Description of the task:
Copy out all the records exactly.

^^^^^^^^

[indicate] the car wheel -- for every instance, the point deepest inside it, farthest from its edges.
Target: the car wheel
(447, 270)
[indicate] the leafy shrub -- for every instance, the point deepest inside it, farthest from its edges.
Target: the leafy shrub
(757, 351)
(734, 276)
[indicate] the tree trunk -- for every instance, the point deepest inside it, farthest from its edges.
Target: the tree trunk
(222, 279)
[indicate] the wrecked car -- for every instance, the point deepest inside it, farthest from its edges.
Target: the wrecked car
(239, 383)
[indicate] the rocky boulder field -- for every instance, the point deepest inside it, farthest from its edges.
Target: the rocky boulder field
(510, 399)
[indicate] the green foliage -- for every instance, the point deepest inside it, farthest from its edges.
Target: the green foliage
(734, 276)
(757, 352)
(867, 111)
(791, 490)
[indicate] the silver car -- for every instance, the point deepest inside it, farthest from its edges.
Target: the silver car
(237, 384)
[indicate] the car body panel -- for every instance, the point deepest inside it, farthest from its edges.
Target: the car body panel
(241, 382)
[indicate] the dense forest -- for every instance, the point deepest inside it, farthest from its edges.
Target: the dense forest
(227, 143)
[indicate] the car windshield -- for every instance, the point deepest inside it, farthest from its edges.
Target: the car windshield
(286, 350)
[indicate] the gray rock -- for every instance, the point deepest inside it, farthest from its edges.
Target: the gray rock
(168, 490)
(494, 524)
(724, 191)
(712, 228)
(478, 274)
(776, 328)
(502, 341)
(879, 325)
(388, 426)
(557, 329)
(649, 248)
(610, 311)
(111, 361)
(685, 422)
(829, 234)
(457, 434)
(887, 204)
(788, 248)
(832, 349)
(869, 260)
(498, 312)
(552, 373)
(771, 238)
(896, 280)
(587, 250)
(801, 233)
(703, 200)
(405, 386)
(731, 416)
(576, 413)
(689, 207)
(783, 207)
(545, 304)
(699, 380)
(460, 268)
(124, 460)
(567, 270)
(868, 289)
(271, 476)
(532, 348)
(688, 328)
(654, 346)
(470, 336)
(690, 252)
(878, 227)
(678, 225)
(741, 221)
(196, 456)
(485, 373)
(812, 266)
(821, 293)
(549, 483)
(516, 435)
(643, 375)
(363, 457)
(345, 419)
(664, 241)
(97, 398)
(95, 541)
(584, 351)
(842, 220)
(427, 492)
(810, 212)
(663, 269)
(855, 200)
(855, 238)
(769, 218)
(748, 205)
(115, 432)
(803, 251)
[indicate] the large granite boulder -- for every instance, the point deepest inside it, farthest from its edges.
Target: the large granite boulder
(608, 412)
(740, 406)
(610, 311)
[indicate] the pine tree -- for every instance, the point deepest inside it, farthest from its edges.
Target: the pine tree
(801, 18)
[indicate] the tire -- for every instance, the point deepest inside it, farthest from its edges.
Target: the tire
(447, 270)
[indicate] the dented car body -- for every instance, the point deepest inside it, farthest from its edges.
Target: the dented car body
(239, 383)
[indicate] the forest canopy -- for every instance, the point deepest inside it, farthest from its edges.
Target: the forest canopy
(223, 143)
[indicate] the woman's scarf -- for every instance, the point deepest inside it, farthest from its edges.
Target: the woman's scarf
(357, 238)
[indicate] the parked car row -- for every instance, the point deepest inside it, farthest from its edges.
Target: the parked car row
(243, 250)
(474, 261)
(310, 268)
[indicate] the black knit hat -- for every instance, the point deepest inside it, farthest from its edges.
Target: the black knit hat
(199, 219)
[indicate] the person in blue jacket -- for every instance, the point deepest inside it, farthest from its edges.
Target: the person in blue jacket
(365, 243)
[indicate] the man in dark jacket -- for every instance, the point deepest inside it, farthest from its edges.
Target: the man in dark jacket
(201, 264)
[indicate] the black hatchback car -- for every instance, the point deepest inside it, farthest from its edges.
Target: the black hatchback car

^^^^^^^^

Exercise result:
[indicate] the car wheel -- for every instance, the point deepest inside it, farthest from its edges.
Target: the car wheel
(447, 270)
[indicate] the leafy shrub -- for every instance, the point deepest inside it, farthest from its edges.
Target: the leafy shrub
(757, 351)
(734, 276)
[indicate] the tree trunk -- for every instance, the point deepest inside it, farthest from its edges.
Target: the tree trunk
(222, 279)
[indicate] the wrecked car -- for every instance, the point deepest inside it, farthest from its edges.
Target: the wrecked car
(239, 383)
[indicate] the rocky boulder field -- for every instance, the point deepest inside it, farthest from its edges.
Target: the rocky boulder field
(510, 399)
[indicate] the green foliage -- for every instance, the point deepest inside it, farthest from its edges.
Target: the green foliage
(734, 276)
(757, 352)
(867, 111)
(791, 490)
[indicate] the silver car -- for every instance, the point deepest inside it, farthest from its edges.
Target: the silver car
(237, 384)
[indicate] the car body panel -- for every instance, the point deepest inside it, farthest from its edges.
Target: the car body panel
(241, 382)
[indicate] the dense forest -- for every instance, the point deepest inside it, farthest from its edges.
Target: the dense forest
(227, 143)
[indicate] the car windshield -- for every instance, the point deepest inside it, farthest from its edges.
Target: the car windshield
(286, 350)
[indicate] the gray rock -- for every instance, the point deepest inside it, farthest from its edges.
Target: the gray rock
(168, 490)
(494, 524)
(724, 191)
(712, 228)
(478, 274)
(776, 328)
(502, 341)
(879, 325)
(388, 426)
(557, 329)
(649, 248)
(610, 311)
(111, 361)
(685, 422)
(829, 234)
(457, 434)
(887, 204)
(788, 248)
(832, 349)
(869, 260)
(498, 312)
(552, 373)
(771, 238)
(896, 280)
(587, 250)
(801, 233)
(703, 200)
(405, 386)
(731, 416)
(576, 413)
(689, 207)
(783, 207)
(545, 304)
(699, 380)
(460, 268)
(124, 460)
(567, 270)
(868, 289)
(271, 476)
(532, 348)
(688, 328)
(654, 346)
(470, 336)
(690, 252)
(878, 227)
(678, 225)
(741, 221)
(196, 456)
(485, 373)
(812, 266)
(821, 293)
(549, 483)
(516, 435)
(643, 375)
(363, 457)
(345, 419)
(664, 241)
(97, 398)
(95, 541)
(584, 351)
(842, 220)
(427, 492)
(810, 212)
(663, 269)
(855, 200)
(855, 238)
(769, 218)
(748, 205)
(115, 432)
(803, 251)
[indicate] the large granite boulder -- for every instance, the point deepest inside it, farthest from its edges.
Target: the large granite boulder
(608, 412)
(740, 406)
(610, 311)
[indicate] the pine tree -- for every instance, the point deepest inside it, farthest from its edges.
Target: the pine tree
(801, 18)
[indicate] the tire -- for every instance, the point deepest inside it, farthest from its edges.
Target: the tire
(447, 270)
[indicate] the dented car body -- for every instance, the point deepest inside it, farthest from its edges.
Target: the dented car body
(239, 383)
[indicate] the forest canopy -- for every instance, the point deepest inside it, farthest from its edges.
Target: the forest canopy
(223, 143)
[indicate] the woman's scarf -- for every instance, the point deepest inside it, farthest from its edges.
Target: the woman's scarf
(357, 238)
[indicate] the parked car row -- for every instance, the point deepest inside it, farthest from its edges.
Target: the parked car row
(243, 250)
(474, 261)
(310, 268)
[indicate] the black knit hat -- for every instance, the point deepest inside it, farthest from its edges.
Target: the black knit hat
(199, 219)
[indicate] the person in blue jacket -- for every instance, the point deepest inside it, farthest from its edges.
Target: the person in blue jacket
(365, 243)
[indicate] the man in dark jacket -- for every instance, the point deepest inside it, farthest from its edges.
Target: the man in dark jacket
(201, 264)
[indicate] the black hatchback car -- for every instance, the point deepest inside it, farthest from its edges.
Target: the black hatchback car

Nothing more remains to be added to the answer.